--- STORED DATA ---

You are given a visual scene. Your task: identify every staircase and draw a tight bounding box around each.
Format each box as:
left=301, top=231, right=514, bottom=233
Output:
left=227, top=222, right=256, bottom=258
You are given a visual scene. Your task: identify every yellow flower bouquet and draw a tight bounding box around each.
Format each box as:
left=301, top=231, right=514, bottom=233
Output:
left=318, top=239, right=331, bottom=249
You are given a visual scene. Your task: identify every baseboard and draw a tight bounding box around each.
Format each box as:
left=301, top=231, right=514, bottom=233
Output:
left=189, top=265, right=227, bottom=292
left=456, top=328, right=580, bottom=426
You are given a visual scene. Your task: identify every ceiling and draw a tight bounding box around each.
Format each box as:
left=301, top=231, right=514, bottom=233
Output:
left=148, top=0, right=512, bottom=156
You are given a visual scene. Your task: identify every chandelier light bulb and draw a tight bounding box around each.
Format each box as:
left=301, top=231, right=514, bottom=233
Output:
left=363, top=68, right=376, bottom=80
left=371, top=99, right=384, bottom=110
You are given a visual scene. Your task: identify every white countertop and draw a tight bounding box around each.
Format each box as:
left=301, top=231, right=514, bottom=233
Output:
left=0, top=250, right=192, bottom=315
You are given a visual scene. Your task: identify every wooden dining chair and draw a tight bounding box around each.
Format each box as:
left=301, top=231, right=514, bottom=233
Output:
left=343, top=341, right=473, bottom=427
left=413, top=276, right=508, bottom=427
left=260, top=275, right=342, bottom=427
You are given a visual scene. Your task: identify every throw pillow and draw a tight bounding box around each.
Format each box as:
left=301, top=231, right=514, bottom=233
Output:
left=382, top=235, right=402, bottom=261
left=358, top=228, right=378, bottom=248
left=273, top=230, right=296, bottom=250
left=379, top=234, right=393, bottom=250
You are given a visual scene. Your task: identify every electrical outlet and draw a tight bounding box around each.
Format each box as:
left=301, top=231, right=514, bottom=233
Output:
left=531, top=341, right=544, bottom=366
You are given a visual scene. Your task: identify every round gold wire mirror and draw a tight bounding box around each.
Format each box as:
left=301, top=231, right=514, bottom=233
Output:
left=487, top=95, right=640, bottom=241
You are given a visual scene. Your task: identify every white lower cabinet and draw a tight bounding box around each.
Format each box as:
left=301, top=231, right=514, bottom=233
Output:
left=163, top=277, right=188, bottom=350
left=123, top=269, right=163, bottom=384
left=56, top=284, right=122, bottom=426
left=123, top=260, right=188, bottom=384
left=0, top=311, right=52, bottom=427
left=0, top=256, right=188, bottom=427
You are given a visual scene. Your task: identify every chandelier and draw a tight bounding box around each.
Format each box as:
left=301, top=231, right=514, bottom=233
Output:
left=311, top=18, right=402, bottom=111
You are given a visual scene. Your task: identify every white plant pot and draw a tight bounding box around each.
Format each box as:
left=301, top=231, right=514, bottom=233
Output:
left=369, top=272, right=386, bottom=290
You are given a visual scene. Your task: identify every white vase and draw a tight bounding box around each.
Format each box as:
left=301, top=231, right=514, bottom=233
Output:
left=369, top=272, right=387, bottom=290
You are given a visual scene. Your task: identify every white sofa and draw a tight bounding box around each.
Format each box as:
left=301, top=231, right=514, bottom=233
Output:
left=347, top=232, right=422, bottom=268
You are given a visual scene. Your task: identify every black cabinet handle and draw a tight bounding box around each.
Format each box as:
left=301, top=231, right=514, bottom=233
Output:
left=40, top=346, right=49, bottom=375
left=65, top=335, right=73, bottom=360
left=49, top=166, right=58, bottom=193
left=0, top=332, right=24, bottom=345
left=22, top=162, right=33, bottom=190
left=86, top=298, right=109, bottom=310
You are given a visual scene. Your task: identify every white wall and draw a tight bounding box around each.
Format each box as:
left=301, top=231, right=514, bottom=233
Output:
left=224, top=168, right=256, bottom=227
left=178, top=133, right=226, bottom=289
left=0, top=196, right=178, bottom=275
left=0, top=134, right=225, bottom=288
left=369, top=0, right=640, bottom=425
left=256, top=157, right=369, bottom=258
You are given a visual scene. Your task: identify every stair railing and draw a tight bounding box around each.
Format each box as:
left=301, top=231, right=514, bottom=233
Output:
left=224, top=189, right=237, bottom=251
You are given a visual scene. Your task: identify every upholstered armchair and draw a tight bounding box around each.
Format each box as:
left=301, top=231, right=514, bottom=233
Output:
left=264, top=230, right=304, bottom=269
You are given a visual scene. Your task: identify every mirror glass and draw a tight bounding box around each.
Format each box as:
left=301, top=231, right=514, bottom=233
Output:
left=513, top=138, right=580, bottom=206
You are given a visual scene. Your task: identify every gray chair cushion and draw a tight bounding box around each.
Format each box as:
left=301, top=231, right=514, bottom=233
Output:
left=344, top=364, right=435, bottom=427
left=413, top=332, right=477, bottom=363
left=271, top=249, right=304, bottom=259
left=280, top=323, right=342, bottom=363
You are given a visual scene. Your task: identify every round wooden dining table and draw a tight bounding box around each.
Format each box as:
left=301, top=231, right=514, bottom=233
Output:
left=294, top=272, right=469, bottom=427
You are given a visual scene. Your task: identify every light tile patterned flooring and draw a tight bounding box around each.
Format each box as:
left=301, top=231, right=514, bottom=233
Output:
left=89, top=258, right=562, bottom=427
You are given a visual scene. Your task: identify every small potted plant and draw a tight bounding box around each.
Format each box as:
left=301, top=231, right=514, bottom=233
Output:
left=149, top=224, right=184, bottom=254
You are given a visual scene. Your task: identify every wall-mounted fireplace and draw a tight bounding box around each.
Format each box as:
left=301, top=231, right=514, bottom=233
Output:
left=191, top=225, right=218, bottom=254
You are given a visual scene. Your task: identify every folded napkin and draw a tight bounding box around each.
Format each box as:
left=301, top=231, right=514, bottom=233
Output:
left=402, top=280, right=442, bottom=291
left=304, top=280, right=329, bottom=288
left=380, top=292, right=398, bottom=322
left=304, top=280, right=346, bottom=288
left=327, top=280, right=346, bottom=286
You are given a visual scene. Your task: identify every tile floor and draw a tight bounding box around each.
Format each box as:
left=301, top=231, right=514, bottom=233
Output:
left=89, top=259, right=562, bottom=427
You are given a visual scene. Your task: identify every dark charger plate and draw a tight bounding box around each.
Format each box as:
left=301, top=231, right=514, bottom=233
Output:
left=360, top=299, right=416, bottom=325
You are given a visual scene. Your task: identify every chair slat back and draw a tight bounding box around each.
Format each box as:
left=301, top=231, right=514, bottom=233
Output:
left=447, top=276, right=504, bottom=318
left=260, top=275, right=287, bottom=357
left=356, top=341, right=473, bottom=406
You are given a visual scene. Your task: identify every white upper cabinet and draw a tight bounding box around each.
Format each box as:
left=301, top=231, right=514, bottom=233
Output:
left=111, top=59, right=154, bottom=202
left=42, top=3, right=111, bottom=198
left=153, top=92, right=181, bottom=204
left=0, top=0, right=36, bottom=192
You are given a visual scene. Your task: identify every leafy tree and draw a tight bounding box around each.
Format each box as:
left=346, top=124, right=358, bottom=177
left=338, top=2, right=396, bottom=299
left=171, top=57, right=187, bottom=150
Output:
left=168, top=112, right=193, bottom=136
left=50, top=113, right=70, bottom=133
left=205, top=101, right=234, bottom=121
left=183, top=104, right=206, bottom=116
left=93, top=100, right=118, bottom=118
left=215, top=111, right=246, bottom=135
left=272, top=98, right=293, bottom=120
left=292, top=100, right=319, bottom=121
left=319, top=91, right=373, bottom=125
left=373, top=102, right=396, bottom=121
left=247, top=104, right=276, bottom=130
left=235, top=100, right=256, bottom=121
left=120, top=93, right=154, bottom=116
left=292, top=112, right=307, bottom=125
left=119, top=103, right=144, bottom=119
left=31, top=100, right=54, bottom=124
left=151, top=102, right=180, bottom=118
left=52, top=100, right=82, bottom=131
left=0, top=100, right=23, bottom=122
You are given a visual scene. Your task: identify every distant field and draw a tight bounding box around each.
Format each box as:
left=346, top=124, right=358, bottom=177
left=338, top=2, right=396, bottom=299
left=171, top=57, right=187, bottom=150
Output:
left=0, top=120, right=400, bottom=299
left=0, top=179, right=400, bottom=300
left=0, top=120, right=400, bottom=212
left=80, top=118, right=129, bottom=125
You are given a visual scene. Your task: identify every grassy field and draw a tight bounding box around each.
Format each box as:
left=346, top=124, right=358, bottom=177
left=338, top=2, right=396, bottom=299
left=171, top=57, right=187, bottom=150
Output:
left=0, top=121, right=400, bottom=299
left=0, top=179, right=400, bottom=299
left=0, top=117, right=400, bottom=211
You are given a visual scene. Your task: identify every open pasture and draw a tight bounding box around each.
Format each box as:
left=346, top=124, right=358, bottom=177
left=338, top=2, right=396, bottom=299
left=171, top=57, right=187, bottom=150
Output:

---

- **GIVEN INSTRUCTION**
Please set down, word for word, the lines of the listing above, starting at the line that contains "every stair railing" and ending at the line that contains "left=513, top=138, right=580, bottom=206", with both of those lines included.

- **PROBLEM SOLUTION**
You are given a visual scene. Your task: identify every stair railing and draw a tight bounding box around each.
Format each box as:
left=301, top=231, right=514, bottom=233
Output:
left=224, top=189, right=237, bottom=251
You are given a visual scene. Your task: identify every upholstered armchair and draw a tight bounding box around each.
Format each box as:
left=301, top=231, right=514, bottom=233
Output:
left=264, top=230, right=304, bottom=269
You are given a visual scene. Your task: identify every mirror glass and draw a tight bounding box around each.
Format each box as:
left=301, top=231, right=514, bottom=233
Output:
left=513, top=138, right=580, bottom=206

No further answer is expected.